The statute sets out eleven non-exclusive factors that may be considered in determining actual intent. Fla. Stat. Ann. § 726.105(2). Among those factors are (1) whether the transfer or obligation was disclosed or concealed; (2) whether before the transfer was made, the debtor has been sued or threatened with suit; (3) whether the debtor absconded; (4) whether the transfer was of substantially all the debtor's assets; (5) whether the debtor was insolvent or became insolvent shortly after the transfer was made; and (6) whether the value of the consideration received by the debtor was reasonably equivalent to the value of the asset transferred or the amount of the obligation incurred. § 726.105(2)(a)-(k). Although proof of one factor alone may not be enough to establish an intentionally fraudulent transfer under § 726.105(1)(a), at least one court has concluded that three factors were enough. United States v. Romano , 757 F. Supp. 1331, 1335-36, 1338 (M.D. Fla. 1989).
Here, the transfer by Wolas to Sturge satisfies the six factors listed above—that is, the transfer satisfies more than half of the eleven non-exclusive factors that may be considered in determining actual intent pursuant to § 726.105(2).
As to the first, second, and third factors: Wolas came up with the idea to obtain the QDRO while still a fugitive, after "abscond[ing]" from authorities for a second time in September 2016. Fla. Stat. Ann. § 726.105(f). At that time, he "ha[d] been sued or threatened with suit," because he had been a fugitive for nearly twenty years, had already been indicted for 119 counts of fraud and grand larceny in connection with his first criminal scheme, and had defrauded investors of $100 million or more between his two criminal schemes. § 726.105(d).

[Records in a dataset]

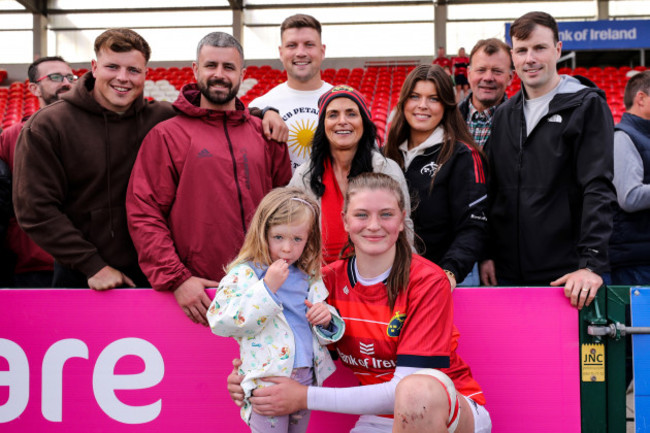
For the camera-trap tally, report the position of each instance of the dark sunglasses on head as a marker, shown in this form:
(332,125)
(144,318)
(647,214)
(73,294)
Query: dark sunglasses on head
(58,78)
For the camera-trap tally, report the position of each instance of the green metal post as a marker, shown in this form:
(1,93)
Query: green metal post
(593,389)
(618,298)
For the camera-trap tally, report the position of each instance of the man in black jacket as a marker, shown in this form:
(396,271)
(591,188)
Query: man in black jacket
(551,192)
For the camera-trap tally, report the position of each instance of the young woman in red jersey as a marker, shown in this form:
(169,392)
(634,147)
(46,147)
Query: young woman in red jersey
(400,340)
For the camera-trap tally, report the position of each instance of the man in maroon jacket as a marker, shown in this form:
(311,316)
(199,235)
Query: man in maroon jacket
(199,178)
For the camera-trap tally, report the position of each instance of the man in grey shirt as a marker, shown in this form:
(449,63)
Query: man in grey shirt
(630,242)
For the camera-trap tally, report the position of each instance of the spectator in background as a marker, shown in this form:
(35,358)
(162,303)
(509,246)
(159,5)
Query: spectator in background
(630,242)
(301,53)
(489,74)
(444,171)
(73,162)
(460,64)
(7,259)
(49,78)
(442,60)
(550,156)
(199,178)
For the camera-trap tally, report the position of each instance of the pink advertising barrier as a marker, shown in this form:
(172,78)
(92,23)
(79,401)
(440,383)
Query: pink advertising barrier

_DIRECTIONS_:
1. Answer these questions about the fraudulent transfer passage:
(a) How many non-exclusive factors does the statute set out for determining actual intent?
(b) In what month and year did Wolas abscond from authorities for a second time?
(c) For how many counts of fraud and grand larceny had Wolas already been indicted?
2. Render the listing lines from the one holding "of the pink" through the end of the listing, inclusive, as a Markdown table with the columns Row and Line, numbering each row.

_PER-TASK ANSWERS_:
1.
(a) Eleven
(b) September 2016
(c) 119

2.
| Row | Line |
|---|---|
| 1 | For the camera-trap tally, report the position of each instance of the pink advertising barrier as a marker, shown in this form: |
| 2 | (172,78) |
| 3 | (92,23) |
| 4 | (79,401) |
| 5 | (440,383) |
| 6 | Query: pink advertising barrier |